Assignment:
Retype the entries exactly. Include every line.
-------- Task inputs
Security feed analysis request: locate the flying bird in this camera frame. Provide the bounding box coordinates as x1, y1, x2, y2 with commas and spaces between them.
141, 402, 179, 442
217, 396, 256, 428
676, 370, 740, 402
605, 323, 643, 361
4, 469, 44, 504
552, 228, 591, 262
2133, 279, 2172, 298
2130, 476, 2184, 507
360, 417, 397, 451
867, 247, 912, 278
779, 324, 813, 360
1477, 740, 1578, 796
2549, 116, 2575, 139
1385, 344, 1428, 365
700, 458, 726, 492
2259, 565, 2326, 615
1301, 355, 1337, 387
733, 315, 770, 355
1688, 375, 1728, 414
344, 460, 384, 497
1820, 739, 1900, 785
----------------
Result below:
Security feed analysis request: locate the flying bird in this camera frame. Provide the bounding box coordinates as x1, y1, x2, y2 with commas and spaces between them.
141, 402, 179, 442
217, 396, 256, 428
676, 370, 740, 402
605, 323, 643, 361
4, 469, 44, 504
552, 228, 591, 262
2133, 279, 2172, 298
2130, 476, 2184, 507
360, 417, 397, 451
867, 247, 912, 278
779, 324, 813, 360
1477, 740, 1578, 796
2549, 116, 2575, 139
1385, 344, 1428, 365
700, 458, 726, 492
2259, 565, 2326, 615
1301, 355, 1337, 387
733, 315, 770, 355
1688, 375, 1728, 414
344, 460, 384, 497
1820, 739, 1900, 785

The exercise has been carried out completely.